_Reading passage:_
Now that it’s been about a month since the Chicago Cubs won the World Series and we’re assured there won’t be a work stoppage related to Collective Bargaining Agreement negotiations, baseball’s full focus can officially shift to 2017.
With MLB’s Winter Meetings on the horizon, we’ll soon be engulfed in countless rumors as front office executives attempt to improve for next season.
While that’s all taking place, players — who are obviously the subject of these impending rumors — are likely at home watching it all happen as they mentally and physically prepare for 2017 themselves. Some are feeling confident after a solid showing over the past several months, but others are looking to regain their old form.
Just as we recently pointed out a handful of starting pitchers who are entering next season with a lot to prove, we’ve chosen six hitters also feeling that same kind of pressure. However, unlike those hurlers, not all of the below hitters are coming off disappointing campaigns.
Andrew McCutchen, OF, Pittsburgh Pirates
A perennial NL MVP candidate earlier in his career, you could basically pencil Cutch in for an fWAR of at least 5.0, a mark he reached each year between 2011 and 2015.
This past year was a huge disappointment, though. He posted career worsts in fWAR (0.7) and wRC+ (106), while his baserunning and defense also took major steps backward. His 35.8% hard-hit rate was the lowest it’s been since 2011 and his BABIP settled in at .297, which is much lower than his career average (.331).
Under team control for the next two seasons and costing less than $30 million, someone will take a chance on him in a trade instead of paying steep prices via free agency (if the Washington Nationals aren’t successful in making a deal).
The silver lining toward a deal getting done this winter is how Cutch ended 2016. From April through the end of July, the outfielder posted a disappointing .719 OPS, but that increased to .852 over the final two months, which was more in line with his career norms.
Jake Lamb, 3B, Arizona Diamondbacks
With the 2016 All-Star game approaching last July, Lamb appeared to be a snub after breaking out by hitting .291/.371/.612 with 20 home runs and 61 RBI in 289 at-bats. Unfortunately, it was a different story once Game 162 was in the books.
In his final 234 at-bats, Lamb stumbled to a .197/.283/.380 line. After posting an OPS of at least .889 in each of the season’s first four months, he couldn’t produce one higher than .706 over the final two months.
His overall effort when looking at 2015 doesn’t look much different (2.0 fWAR in ’15, 2.5 fWAR in ’16), but the emergence of his power compared to the 2014-15 seasons was eye-opening:
It’s also worth noting that his Isolated Slugging Percentage (ISO) jumped from .133 during that first time period to .260 in ’16. So, Arizona has a reason to be optimistic that Lamb’s early-season success could be sustainable. Now he just has to prove it.
Gary Sanchez, C, New York Yankees
Sanchez only appeared in 53 games, but his presence was felt in the Bronx. I mean, as much as a .299/.376/.657 line with 20 homers and 42 RBI can be felt.

Items from a data source
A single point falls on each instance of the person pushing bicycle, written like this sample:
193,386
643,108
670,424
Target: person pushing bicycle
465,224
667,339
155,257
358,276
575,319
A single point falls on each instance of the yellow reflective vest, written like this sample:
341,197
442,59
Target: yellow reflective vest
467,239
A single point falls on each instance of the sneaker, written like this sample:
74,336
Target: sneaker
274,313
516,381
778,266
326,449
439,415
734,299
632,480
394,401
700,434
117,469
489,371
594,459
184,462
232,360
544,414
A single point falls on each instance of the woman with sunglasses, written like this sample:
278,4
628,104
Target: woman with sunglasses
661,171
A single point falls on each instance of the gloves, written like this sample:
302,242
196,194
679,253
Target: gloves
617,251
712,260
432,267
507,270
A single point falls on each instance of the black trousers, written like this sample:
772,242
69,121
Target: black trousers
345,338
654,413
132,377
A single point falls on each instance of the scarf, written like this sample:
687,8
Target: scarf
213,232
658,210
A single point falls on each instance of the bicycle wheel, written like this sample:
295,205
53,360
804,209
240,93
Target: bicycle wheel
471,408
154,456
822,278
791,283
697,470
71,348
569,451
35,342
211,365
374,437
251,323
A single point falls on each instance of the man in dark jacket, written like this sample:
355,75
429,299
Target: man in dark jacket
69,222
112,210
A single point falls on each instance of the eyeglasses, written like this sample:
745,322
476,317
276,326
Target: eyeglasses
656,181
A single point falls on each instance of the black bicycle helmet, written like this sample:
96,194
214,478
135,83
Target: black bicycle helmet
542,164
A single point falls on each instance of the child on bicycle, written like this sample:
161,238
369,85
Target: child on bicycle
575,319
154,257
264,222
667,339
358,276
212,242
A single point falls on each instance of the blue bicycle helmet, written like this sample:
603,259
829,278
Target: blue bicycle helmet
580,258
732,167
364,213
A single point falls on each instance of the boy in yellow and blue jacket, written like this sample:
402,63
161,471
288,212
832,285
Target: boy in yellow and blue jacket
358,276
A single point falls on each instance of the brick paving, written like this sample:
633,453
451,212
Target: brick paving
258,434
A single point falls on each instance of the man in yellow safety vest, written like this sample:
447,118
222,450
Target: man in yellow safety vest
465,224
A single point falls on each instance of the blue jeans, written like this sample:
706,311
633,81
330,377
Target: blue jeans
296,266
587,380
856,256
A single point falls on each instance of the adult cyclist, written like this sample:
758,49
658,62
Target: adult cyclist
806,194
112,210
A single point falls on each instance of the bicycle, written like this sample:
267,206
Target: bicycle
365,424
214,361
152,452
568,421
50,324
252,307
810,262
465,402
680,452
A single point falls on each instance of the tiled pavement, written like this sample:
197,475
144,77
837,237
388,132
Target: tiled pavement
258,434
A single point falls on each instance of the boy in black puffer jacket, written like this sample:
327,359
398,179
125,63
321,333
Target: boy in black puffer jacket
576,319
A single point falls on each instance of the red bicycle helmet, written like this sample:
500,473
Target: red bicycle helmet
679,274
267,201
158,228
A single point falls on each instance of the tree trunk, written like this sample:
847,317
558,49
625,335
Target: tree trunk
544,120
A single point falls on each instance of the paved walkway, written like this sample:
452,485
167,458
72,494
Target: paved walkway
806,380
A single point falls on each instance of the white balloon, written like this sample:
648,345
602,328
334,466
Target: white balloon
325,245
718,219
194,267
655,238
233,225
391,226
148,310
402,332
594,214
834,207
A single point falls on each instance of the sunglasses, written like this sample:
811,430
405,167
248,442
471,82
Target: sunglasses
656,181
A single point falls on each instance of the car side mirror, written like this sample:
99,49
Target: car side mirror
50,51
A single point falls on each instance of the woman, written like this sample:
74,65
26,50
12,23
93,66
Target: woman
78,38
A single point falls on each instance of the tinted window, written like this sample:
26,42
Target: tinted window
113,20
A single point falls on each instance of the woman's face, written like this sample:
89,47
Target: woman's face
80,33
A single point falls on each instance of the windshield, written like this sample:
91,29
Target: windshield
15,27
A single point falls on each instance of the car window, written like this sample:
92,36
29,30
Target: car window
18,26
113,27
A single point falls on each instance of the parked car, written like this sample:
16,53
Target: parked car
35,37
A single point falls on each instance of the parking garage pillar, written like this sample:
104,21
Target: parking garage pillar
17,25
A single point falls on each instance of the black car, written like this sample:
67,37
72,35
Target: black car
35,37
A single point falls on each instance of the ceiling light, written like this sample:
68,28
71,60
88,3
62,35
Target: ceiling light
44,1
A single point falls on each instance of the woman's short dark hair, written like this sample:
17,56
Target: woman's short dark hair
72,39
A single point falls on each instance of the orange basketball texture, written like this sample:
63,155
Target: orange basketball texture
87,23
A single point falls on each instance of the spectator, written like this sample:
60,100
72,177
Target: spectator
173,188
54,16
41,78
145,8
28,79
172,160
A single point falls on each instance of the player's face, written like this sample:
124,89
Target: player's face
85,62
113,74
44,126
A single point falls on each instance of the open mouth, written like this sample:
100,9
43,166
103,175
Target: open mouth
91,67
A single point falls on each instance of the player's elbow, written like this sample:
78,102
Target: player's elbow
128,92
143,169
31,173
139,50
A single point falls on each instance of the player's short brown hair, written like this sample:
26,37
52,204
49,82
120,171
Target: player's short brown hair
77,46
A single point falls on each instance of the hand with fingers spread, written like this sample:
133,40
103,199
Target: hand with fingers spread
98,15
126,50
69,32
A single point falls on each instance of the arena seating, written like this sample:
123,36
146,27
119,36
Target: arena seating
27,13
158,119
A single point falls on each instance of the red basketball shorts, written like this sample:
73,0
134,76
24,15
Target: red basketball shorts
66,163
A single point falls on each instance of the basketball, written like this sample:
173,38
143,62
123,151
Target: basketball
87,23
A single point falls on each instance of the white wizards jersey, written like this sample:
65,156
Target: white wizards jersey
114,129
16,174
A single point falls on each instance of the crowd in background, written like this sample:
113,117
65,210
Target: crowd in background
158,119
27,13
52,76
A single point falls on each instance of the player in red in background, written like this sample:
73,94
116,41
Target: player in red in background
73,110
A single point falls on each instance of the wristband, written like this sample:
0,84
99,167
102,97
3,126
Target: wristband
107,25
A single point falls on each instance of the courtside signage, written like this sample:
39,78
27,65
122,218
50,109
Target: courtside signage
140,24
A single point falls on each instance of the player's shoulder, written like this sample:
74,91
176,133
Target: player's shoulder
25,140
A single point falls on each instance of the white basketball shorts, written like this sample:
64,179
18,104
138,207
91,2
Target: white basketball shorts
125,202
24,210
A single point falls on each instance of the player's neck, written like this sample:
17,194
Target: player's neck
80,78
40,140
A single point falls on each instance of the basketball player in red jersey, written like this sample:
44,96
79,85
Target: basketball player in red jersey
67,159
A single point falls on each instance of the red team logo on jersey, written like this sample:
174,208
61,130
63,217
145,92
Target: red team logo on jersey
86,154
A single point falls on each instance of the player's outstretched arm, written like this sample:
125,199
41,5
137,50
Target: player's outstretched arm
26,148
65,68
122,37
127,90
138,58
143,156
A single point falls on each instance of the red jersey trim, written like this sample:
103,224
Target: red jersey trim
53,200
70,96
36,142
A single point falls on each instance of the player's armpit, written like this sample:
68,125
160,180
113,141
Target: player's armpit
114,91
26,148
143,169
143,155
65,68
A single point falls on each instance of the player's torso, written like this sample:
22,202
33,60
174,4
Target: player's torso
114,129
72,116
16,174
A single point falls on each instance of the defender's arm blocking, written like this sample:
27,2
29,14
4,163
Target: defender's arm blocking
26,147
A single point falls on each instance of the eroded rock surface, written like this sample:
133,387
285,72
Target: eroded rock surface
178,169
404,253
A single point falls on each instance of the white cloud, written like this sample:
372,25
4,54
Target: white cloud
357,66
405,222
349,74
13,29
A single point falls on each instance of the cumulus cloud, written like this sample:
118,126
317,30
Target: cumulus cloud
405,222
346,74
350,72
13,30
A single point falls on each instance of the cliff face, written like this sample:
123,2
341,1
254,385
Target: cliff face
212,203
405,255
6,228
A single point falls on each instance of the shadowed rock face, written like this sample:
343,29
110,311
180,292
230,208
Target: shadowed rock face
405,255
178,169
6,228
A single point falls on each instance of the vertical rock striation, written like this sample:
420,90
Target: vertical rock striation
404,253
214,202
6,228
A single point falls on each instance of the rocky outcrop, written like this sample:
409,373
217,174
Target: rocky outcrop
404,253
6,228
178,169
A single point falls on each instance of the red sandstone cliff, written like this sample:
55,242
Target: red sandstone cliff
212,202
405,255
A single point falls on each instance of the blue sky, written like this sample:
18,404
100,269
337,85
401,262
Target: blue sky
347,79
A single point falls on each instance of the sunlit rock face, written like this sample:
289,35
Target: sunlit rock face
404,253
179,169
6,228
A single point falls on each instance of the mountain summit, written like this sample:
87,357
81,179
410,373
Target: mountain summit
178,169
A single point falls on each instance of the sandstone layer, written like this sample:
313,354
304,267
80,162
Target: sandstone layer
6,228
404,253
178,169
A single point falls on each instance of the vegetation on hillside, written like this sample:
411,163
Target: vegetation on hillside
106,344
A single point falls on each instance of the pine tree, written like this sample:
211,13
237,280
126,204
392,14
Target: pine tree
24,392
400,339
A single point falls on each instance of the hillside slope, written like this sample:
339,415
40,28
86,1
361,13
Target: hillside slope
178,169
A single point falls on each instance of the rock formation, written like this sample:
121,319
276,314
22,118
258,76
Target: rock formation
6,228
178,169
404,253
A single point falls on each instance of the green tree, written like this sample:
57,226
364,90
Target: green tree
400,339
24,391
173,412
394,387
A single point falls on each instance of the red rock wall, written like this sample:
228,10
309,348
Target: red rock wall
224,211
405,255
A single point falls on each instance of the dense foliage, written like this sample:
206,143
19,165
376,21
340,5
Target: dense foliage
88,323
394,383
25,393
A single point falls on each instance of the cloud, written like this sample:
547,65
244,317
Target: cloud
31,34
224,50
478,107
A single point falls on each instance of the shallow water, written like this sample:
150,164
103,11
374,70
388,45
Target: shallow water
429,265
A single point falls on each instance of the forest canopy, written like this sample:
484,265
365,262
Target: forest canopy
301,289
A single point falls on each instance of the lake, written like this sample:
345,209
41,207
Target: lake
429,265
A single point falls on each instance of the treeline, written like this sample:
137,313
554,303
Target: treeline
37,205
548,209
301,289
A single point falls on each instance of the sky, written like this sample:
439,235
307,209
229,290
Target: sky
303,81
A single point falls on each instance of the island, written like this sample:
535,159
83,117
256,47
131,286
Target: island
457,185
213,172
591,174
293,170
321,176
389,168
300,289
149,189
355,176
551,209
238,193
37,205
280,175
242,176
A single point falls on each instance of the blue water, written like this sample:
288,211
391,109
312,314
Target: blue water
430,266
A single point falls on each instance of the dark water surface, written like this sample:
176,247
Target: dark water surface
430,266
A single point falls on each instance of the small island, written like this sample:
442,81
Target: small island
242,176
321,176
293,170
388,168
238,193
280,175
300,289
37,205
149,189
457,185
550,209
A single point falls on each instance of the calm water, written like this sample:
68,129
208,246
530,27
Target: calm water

_Task goal:_
Please pick up the article on baseball hitters with something to prove in 2017 right after its last sentence and keep writing it.

_The result:_
Why is he on here? Mostly because expectations amongst fans will likely be unreasonably high, that’s why. Is he and his 171 wRC+ the second coming of Babe Ruth? You never know, but probably not.
It’ll be interesting to see what Sanchez’s norm will be when given a full season’s worth of at-bats. Either way, there will be pressure to perform now that the Yankees’ safety net of Brian McCann was sent to the Houston Astros.
Michael Saunders, OF, Free Agent
The good news for Saunders? He stayed healthy and played in a career-high 140 games in 2016, which also included his first-ever trip to the All-Star game.
The bad news for Saunders? He basically had two completely different seasons within one year.
Between April and June, the 30-year-old was one of baseball’s most pleasant surprises, posting a .289/.364/.551 triple slash with 15 homers and 34 RBI. His production then proceeded to fall off a cliff once July 1 hit (.211/.308/.392 line with nine homers and 23 RBI).
Furthermore, his month-by-month wRC+ numbers went in the wrong direction:
Whichever team takes a chance on him in free agency will take a calculated risk and hope for the best in 2017. Which player is he at the plate? Due to his history, teams can’t be entirely sure, especially since his defense won’t make up the difference if he continues to underperform (-11 defensive runs saved and -8.9 UZR in ’16).
Jean Segura, SS, Seattle Mariners
A career year in the desert was enough to convince Mariners general manager Jerry Dipoto to trade away Taijuan Walker, but is Segura’s production sustainable?
Between 2014-15 with the Milwaukee Brewers, Segura posted a combined fWAR of 0.3 with an equally uninspiring wRC+ of 65. In 2016 with the Arizona Diamondbacks, those numbers increased to 5.0 and 126, respectively.
He didn’t show much of a difference between being at home (.891 OPS) or on the road (.842 OPS) while with the Dbacks, but he’ll soon have to adjust to playing at Safeco Field for 81 games and switching back from second base to shortstop.
Seattle certainly hopes his plate discipline progression from 2015 to 2016 continues and he proves to be an upgrade from Ketel Marte.
Time will tell if 2016 was a breakout campaign or just an aberration.
Jason Heyward, OF, Chicago Cubs
Winning a World Series for the first time in 108 years can briefly mask the ugly parts of a season. However, saying Heyward has something to prove in 2017 is the understatement of the winter.
To put his 2016 into perspective, try digesting the fact that Gary Sanchez’s slugging percentage (.657) was greater than Heyward’s OPS (.631). He’s only hit more than 14 home runs in a season once since debuting in 2011, but that’s still pretty terrible.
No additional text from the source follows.